# Objective 1:
Within the records, replace "present in the scene" with "shown in the scene" across the stretch from the line containing "Isolate each side mirror" through the line containing "[70,78,138,154]", and return only those lines with everything else unchanged.
# Objective 2:
Carry on the forum thread about Socket 7 CPU cache write performance from the point where it stops.

# Page excerpt:

------------------------------------------------

VOGONS


Pentium MMX 450MHz

Topic actions

Reply 40 of 45, by ph4nt0m

User metadata
Rank Member
Rank
Member

Maybe Tillamook support has something to do with the base BIOS version? FIC VA-503+ as well as PA-2012 and PA-2013 use Award 4.60PG while most other Socket 7 boards run 4.51PG.

I have got a batch of Tillamooks from Chinese scrappers. The best one does 450MHz @ 2.3V which is way better than 2.8V.

My Active Sales on CPU-World

Reply 41 of 45, by mkarcher

User metadata
Rank l33t
Rank
l33t
ph4nt0m wrote on 2020-04-21, 14:22:
Just for the record, screen shots of K6-2 and K6-3 running on the same mainboard with the same settings. […]
Show full quote

Just for the record, screen shots of K6-2 and K6-3 running on the same mainboard with the same settings.

write performance in MB/s

             K6-2     K6-3   Tillamook
L1 MMX 2425.74 2489.26 169.60
L2 MMX 245.39 1248.84 168.95
L3 MMX 245.34
Mem MMX 110.00 144.89 169.21

BTW why write performance is such BS on many older CPUs including Pentium MMX? Cannot be true with write back caches.

Write allocation. The way the memory speed test in speedsys works causes the write test to be (nearly) 100% cache misses, so it tests write performance to the memory all the time, and the caches are not used at all. Newer processors added a strategy called "write allocation" that makes the access pattern used by speedsys cachable.

Standard cache behaviour of both write-back caches is that they just write through on cache miss. The last thing speedsys does before doing the write performance tests is reading really big memory block (I think 4MB). The caches have the end of that 4MB block cached. If you have 1M L3, 256K L2 and 32K L1, the last 32K of the 4MB block used by speedsys are cached in L1, the last 256K are cached in L2, and the last megabyte is cached in L3. This means: the first three megabytes of the 4MB cache area is not in any of the cache levels. So when speedsys starts doing its write performance tests at the start of its 4MB memory area, you get cache misses all the time. As the write test of speedsys is not reading anything, the cached addresses do not change during the whole write test. That's why you get plain memory performance on write tests.

------------------------------------------------

# Data for the task:
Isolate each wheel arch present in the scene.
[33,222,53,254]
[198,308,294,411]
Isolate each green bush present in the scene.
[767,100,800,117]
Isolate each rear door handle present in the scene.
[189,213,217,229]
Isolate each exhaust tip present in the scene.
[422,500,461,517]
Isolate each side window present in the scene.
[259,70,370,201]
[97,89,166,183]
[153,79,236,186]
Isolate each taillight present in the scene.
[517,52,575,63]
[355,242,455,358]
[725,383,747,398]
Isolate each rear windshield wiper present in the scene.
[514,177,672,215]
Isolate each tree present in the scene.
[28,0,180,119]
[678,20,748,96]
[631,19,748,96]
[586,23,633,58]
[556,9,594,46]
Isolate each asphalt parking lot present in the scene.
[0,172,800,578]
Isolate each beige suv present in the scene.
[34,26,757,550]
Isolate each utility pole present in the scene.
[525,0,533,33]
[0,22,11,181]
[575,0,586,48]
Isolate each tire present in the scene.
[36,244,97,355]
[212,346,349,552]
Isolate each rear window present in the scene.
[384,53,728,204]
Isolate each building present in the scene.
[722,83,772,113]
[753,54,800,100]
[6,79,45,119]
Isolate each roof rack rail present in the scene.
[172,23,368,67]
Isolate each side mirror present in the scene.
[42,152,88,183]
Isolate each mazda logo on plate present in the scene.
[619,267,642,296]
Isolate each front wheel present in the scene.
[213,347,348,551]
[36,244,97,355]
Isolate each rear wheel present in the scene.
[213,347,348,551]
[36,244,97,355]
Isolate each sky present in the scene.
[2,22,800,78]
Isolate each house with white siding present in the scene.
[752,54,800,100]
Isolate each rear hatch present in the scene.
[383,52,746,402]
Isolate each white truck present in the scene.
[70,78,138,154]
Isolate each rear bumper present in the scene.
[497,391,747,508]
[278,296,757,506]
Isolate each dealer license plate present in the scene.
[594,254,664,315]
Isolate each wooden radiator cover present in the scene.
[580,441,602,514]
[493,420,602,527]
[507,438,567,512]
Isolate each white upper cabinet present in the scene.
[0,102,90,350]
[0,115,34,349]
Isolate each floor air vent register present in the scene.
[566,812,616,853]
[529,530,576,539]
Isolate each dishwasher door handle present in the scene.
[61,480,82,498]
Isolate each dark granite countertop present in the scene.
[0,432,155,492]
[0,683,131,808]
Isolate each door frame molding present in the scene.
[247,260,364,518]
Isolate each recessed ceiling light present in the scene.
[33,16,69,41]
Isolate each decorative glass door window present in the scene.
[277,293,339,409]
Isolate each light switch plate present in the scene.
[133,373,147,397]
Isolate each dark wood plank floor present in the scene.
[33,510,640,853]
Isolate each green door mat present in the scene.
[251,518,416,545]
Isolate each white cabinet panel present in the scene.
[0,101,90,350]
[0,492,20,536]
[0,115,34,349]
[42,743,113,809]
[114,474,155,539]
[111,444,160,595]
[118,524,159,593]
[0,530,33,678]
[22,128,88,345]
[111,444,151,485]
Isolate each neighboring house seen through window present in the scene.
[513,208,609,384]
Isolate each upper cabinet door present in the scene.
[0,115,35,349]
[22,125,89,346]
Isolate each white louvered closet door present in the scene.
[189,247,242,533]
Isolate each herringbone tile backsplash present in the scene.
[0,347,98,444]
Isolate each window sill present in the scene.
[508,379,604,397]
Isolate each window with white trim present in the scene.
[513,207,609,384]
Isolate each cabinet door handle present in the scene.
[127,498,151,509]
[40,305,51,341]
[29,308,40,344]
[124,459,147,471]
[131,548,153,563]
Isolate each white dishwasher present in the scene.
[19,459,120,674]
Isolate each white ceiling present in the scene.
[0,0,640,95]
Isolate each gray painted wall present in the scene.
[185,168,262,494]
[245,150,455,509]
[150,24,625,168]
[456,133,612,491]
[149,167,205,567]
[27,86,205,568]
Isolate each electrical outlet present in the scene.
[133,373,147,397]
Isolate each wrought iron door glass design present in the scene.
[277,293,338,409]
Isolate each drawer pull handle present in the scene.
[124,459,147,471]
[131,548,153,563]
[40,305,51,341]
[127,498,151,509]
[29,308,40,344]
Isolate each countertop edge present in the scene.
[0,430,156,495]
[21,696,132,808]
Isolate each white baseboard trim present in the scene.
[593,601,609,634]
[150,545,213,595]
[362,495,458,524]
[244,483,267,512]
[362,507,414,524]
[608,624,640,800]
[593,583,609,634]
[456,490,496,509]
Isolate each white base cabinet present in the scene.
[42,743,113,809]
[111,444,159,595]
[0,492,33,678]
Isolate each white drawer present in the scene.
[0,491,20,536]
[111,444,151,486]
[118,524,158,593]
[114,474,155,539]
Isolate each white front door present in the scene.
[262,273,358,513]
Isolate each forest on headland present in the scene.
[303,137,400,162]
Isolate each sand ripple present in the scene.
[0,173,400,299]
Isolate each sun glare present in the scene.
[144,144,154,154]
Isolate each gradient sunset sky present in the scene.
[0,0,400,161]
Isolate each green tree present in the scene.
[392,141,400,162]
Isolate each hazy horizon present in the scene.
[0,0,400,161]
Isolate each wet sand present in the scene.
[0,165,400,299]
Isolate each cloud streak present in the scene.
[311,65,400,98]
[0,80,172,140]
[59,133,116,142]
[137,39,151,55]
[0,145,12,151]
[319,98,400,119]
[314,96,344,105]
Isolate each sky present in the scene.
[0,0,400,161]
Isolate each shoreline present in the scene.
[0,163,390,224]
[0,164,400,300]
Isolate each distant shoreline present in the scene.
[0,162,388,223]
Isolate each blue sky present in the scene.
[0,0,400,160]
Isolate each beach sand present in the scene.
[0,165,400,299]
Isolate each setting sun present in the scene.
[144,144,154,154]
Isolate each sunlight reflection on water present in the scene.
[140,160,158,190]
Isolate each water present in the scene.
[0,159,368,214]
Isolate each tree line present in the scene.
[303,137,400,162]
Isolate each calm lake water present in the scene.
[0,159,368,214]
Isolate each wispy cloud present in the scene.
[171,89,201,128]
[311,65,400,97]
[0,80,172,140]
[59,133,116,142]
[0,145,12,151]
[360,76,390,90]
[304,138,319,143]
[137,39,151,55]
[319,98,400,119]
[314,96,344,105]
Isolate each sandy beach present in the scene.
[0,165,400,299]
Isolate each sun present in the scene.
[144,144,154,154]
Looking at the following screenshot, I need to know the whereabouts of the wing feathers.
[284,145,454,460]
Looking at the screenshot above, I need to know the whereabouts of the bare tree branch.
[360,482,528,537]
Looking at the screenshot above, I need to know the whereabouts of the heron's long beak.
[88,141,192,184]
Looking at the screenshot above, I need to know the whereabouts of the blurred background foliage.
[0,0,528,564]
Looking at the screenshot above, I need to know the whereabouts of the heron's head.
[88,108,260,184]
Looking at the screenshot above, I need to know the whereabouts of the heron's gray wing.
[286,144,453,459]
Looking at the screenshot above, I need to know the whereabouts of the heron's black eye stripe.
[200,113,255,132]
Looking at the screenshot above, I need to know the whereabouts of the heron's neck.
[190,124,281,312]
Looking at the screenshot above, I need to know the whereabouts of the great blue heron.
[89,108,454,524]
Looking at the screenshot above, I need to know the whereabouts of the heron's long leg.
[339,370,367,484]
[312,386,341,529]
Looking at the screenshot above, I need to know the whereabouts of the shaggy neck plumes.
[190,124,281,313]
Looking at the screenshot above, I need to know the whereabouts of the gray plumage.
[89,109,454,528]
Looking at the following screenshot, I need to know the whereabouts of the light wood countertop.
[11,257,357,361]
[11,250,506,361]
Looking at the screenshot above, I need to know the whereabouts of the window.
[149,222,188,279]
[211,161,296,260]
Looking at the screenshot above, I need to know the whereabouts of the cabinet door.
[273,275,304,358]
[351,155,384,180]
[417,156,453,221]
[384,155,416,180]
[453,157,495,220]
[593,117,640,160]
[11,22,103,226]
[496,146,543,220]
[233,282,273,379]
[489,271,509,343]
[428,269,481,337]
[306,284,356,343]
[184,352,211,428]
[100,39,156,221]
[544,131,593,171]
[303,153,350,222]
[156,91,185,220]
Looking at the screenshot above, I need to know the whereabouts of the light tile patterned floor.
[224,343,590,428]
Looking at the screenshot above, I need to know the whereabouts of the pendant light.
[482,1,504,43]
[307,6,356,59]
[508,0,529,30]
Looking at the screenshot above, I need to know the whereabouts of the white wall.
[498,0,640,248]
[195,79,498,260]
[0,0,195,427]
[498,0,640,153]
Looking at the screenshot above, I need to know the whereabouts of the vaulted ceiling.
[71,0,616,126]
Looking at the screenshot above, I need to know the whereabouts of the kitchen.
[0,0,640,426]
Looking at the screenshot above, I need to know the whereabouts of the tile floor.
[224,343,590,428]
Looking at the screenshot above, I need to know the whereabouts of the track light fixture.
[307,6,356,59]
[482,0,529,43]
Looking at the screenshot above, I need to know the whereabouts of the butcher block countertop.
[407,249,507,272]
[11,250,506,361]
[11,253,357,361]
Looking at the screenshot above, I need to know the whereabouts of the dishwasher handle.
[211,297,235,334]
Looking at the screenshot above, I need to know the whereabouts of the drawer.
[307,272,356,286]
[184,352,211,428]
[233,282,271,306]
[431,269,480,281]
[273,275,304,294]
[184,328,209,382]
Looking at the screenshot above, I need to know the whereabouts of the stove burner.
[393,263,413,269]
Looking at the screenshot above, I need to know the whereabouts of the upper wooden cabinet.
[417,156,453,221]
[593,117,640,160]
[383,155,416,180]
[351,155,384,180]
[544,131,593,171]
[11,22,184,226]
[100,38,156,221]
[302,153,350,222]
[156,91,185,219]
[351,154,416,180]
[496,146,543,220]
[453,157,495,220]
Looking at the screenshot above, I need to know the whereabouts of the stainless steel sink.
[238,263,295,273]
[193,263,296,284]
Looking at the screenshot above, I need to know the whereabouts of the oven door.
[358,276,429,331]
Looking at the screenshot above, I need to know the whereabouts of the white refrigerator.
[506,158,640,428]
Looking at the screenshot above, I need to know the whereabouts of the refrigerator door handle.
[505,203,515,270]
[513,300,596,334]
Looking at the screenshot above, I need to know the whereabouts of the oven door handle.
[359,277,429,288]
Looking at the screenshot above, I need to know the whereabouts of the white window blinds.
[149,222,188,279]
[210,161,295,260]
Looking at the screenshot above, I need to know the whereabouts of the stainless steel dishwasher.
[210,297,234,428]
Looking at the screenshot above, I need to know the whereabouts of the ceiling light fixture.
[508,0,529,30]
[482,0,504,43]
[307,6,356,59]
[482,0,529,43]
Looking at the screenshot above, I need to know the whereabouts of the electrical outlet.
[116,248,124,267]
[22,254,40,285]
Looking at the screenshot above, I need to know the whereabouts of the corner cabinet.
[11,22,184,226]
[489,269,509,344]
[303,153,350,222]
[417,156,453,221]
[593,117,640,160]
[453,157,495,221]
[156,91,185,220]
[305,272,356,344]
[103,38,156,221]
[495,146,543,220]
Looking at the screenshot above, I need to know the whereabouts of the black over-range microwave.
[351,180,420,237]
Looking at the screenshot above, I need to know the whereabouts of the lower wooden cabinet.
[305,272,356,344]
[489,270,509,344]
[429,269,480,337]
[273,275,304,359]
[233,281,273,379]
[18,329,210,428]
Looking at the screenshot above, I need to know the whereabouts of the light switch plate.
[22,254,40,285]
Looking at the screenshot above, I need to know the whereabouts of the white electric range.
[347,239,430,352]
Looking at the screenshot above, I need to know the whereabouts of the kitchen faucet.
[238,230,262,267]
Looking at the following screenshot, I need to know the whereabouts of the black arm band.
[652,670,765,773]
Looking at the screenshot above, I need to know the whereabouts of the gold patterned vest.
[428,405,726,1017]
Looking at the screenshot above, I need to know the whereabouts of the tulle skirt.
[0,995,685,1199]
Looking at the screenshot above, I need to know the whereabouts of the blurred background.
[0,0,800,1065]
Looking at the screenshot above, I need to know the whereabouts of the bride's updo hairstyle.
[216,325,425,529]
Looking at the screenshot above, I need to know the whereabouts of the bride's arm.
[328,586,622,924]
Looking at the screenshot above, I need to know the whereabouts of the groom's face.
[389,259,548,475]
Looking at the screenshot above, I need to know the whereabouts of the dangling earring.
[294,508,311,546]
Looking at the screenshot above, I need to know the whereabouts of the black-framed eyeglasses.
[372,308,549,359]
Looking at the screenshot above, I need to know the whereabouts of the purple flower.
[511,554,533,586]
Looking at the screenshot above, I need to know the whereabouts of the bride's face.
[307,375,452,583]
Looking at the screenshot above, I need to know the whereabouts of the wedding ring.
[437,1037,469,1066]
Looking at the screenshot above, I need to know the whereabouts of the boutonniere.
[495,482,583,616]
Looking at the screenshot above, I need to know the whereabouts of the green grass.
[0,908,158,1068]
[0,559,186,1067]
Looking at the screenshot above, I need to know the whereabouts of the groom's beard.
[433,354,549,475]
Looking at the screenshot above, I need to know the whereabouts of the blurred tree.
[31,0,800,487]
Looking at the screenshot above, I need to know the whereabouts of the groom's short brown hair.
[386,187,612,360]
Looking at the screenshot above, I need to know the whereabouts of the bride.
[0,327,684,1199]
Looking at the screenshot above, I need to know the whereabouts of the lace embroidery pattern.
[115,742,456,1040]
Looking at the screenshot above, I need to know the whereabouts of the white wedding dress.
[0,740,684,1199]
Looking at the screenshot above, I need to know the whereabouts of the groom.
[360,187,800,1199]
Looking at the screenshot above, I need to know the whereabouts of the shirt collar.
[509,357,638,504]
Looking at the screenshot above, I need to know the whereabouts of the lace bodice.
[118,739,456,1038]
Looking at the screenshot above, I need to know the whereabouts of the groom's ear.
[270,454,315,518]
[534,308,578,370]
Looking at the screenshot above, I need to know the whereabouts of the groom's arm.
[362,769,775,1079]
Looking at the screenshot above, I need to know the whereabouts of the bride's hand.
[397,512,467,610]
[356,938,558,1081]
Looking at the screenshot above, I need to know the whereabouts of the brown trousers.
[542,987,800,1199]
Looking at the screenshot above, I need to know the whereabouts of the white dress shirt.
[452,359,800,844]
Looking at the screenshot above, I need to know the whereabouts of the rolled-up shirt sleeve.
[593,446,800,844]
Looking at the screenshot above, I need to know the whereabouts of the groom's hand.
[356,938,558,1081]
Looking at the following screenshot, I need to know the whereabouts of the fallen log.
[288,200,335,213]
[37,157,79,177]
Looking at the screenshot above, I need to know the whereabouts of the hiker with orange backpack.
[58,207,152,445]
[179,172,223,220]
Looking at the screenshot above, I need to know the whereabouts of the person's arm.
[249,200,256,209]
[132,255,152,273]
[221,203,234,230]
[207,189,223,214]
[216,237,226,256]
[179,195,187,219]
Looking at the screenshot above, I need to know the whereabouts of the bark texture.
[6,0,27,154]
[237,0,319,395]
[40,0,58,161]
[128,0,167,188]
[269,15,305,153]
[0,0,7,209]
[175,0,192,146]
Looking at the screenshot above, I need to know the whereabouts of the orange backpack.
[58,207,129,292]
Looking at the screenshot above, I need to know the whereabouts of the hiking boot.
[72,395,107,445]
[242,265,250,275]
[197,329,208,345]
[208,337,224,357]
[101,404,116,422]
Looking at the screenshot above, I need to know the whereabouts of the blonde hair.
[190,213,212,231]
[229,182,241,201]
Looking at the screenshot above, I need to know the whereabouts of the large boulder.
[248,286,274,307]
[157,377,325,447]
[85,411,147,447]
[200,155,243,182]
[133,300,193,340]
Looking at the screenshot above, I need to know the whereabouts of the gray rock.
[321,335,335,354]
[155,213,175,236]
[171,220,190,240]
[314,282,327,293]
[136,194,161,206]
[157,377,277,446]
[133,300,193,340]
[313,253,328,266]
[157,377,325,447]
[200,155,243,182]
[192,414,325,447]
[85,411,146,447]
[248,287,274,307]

------------------------------------------------

# Exercise response 1:
Isolate each side mirror shown in the scene.
[42,152,88,183]
Isolate each mazda logo on plate shown in the scene.
[619,267,642,296]
Isolate each front wheel shown in the scene.
[213,347,348,551]
[36,244,97,355]
Isolate each rear wheel shown in the scene.
[213,347,348,551]
[36,244,97,355]
Isolate each sky shown in the scene.
[2,22,800,78]
Isolate each house with white siding shown in the scene.
[752,54,800,100]
Isolate each rear hatch shown in the scene.
[383,52,746,402]
Isolate each white truck shown in the scene.
[70,78,138,154]

# Exercise response 2:
The strategy "write allocation" employed by modern processor causes a processor to load a cache line (32 Bytes) from memory into the L1 cache when a write misses the L1 cache. The L1 load causes the L2 (and L3 if present) cache to be loaded too. This means that with write allocation, the beginning of the speedsys test area is in the cache, and now you are testing write-back hit performance instead of write-back miss performance.

Write allocation is a trade-off: It is based on the assumption that a write into some memory area is likely to be followed by other writes and reads into the same memory area. If this assumption is correct, the additional cost of loading a cache line on write miss is more than payed off by the follow-up accesses being hits. If the assumptions turns out to be false on the other hand, loading the cache line that was written to does not have any performance advantage, but you still have to pay the costs: You evict other data from the cache that might still be hot (i.e. used in the near future) and you waste FSB bandwidth by unnecessarily loading a cache line (which might stall further writes to unrelated cache lines). This is why SSE includes "non-temporal store operations". These instructions cause writes to not perform write allocation even on systems that otherwise would perform write allocation. The programmer can thus hint the processor into the optimal cache strategy for the access pattern the code is going to have.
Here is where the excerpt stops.